» **Given text**:
-----
Pittsburgh- Pittsburgh and other socially conservative cites are becoming the latest battlegrounds between federal prosecutors and the pornography industry.
Besieged with complaints about explicit images easily accessible to children via the Internet, the U.S. Justice Department is cracking down on the producers of obscene Web sites, videos and other materials.
Instead of taking the traditional path of bringing criminal charges where the materials are made, prosecutors are now trying cases where the items are distributed — often before juries like those in Pittsburgh, which are more likely to find the materials obscene.
Federal prosecutors scored obscenity convictions in New York and Los Angeles in 2003, but they also racked up wins in western Missouri and southern Texas and West Virginia. Moreover, prosecutions are being filed across the country — one in Pittsburgh, three in Kentucky, five in southern West Virginia, six in Utah and eight in eastern Virginia last year.
Census data show that the U.S. District Court’s Western District of Pennsylvania, which includes Pittsburgh, Erie, Johnstown and 25 counties around them, has an abundance of older, well-educated, middle-income families.
Those factors, along with lower divorce rates and high church attendance, make the Western District a prime spot for trying obscenity cases, said Mickey Pohl, head of litigation with the Downtown office of the law firm Jones Day.
-----
» **Information shown**:
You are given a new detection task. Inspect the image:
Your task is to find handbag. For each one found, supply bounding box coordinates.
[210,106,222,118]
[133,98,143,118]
-----
» **What is asked**:
A: According to the article on federal obscenity prosecutions, how many such prosecutions were filed in Utah last year?
B: Resume the article on federal obscenity prosecutions, starting right after its final sentence.
The data has no connection to the article on federal obscenity prosecutions.

» **Answers to the tasks**:
A: Six.

B:
“There’s no question that Pittsburgh is viewed as a jurisdiction with more traditional family values,” said Pohl, who has tried civil cases across the nation.
Lawrence G. Walters, a Florida lawyer who has practiced First Amendment law since the late 1980s, said trying federal obscenity cases in areas perceived as conservative has become routine because jurors define obscenity in terms of community standards.
Obscenity enjoys no First Amendment protection. A 1973 Supreme Court ruling found that something is obscene if, taken as a whole, it appeals to the prurient interests of the average person, depicts patently offensive sexual conduct and lacks any serious literary, political, artistic or scientific value.
Justice Potter Stewart explained the subjective nature of obscenity most succinctly in a 1963 Supreme Court ruling: “I know it when I see it.”
“Obscenity is the only crime you can commit and not know it’s a crime until a jury speaks,” Walters said. “It’s purely subjective. … There’s no definition of obscenity by statute.”
The majority of defendants indicted for obscenity over the last year have taken plea agreements, Walters said.
“It’s very expensive to defend an obscenity case and the personal turmoil is often devastating, whether there is a conviction or not,” Walters said.
Prosecutors often search out potentially obscene material created in Los Angeles or other big cities and order it through the mail in states such as Utah, Florida and Pennsylvania.
“You take the material to a jury that has never seen anything like that, and of course they are going to say it violates the community standards,” Walters said.
U.S. Attorney Mary Beth Buchanan, Pittsburgh’s top federal prosecutor, said investigators have received numerous complaints and are focusing on the most egregious and widely available materials.
Last year, Buchanan worked with the U.S. Postal Service and the Los Angeles police department to obtain a 10-count indictment against Extreme Associates and Rob Zicari, a Hollywood porn producer. Attorneys in the case are still filing pretrial motions.
Zicari and his wife, Janet Romano, are accused of selling five obscene videotapes and Internet movie clips depicting simulated rapes and murder.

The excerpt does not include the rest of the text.